## Supplied text
____

Part 7: Transition to New Zealand equivalents to International Financial Reporting Standards
7.1
In this Part, we:
- comment on our increasing unease with New Zealand equivalents to International Financial Reporting Standards (NZ IFRS) for the public sector; and
- report on the local government sector’s experience with preparing annual financial statements in accordance with NZ IFRS for the first time in 2007.
Summary
7.2
We are becoming increasingly concerned about the credibility of NZ IFRS for the public sector. If appropriate and sensible changes are not made to NZ IFRS in the future, there is an increasing risk that the resulting set of standards will not be of high quality, nor ultimately “fit for purpose” for the public sector.
7.3
We have raised our concerns with the chairman of the Accounting Standards Review Board (ASRB) because we consider that continuing with the current approach is not in the best interests of the public sector. We consider that the ASRB understands the nature of our concerns and that the ASRB is trying to address the causes of the underlying problems within the current standard-setting environment.
7.4
The transition to NZ IFRS has been a significant challenge for the local government sector. Many local authorities coped extremely well with these challenges, while other local authorities have struggled. One result of this has been a significant increase in the number of local authorities that did not adopt their annual report within the statutory deadline.
7.5
The transition to NZ IFRS has also come at significant cost to the sector, particularly in terms of staff time. It remains to be seen whether the benefits of NZ IFRS will justify these additional costs.
7.6
Because of the variety of assets, liabilities, revenues, and expenses of local authorities and their controlled organisations, there were many different adjustments made in the transition to NZ IFRS.

____

## Given exercise A
Translate this sentence from the report on financial reporting standards into Spanish: "The transition to NZ IFRS has been a significant challenge for the local government sector."

Entries from a dataset:

____

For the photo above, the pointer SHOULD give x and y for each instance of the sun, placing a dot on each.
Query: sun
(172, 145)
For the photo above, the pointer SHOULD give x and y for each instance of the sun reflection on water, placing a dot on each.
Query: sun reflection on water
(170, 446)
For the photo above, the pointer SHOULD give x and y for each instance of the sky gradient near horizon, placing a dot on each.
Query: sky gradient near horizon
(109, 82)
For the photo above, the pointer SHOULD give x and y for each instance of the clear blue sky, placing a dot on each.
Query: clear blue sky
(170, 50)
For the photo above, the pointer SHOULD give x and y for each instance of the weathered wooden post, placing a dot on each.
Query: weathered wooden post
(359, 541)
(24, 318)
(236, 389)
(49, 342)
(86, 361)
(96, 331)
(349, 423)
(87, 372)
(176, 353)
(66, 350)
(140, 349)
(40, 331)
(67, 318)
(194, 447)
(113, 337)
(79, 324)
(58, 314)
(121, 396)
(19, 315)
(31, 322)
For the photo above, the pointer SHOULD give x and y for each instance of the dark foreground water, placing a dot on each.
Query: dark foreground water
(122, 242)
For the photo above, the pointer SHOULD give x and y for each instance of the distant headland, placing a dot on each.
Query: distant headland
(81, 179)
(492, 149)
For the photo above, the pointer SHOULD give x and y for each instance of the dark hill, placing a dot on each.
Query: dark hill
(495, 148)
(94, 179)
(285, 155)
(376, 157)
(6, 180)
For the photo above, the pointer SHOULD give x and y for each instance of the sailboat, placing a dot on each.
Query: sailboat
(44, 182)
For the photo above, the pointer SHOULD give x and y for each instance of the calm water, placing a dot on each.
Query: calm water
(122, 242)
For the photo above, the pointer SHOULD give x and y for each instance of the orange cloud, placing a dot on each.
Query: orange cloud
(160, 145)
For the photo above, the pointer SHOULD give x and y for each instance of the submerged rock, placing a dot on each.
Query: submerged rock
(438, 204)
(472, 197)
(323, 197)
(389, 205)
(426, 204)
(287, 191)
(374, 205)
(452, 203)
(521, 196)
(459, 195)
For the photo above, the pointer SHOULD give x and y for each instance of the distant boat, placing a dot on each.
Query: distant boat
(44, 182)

____

## Given exercise B
Transcribe the entries from the line holding "headland, placing a dot on each." through the end of the entries, inclusive, keeping every line unchanged.

## Task solution A
La transición a las NZ IFRS ha sido un desafío importante para el sector del gobierno local.

## Task solution B
For the photo above, the pointer SHOULD give x and y for each instance of the distant headland, placing a dot on each.
Query: distant headland
(81, 179)
(492, 149)
For the photo above, the pointer SHOULD give x and y for each instance of the dark hill, placing a dot on each.
Query: dark hill
(495, 148)
(94, 179)
(285, 155)
(376, 157)
(6, 180)
For the photo above, the pointer SHOULD give x and y for each instance of the sailboat, placing a dot on each.
Query: sailboat
(44, 182)
For the photo above, the pointer SHOULD give x and y for each instance of the calm water, placing a dot on each.
Query: calm water
(122, 242)
For the photo above, the pointer SHOULD give x and y for each instance of the orange cloud, placing a dot on each.
Query: orange cloud
(160, 145)
For the photo above, the pointer SHOULD give x and y for each instance of the submerged rock, placing a dot on each.
Query: submerged rock
(438, 204)
(472, 197)
(323, 197)
(389, 205)
(426, 204)
(287, 191)
(374, 205)
(452, 203)
(521, 196)
(459, 195)
For the photo above, the pointer SHOULD give x and y for each instance of the distant boat, placing a dot on each.
Query: distant boat
(44, 182)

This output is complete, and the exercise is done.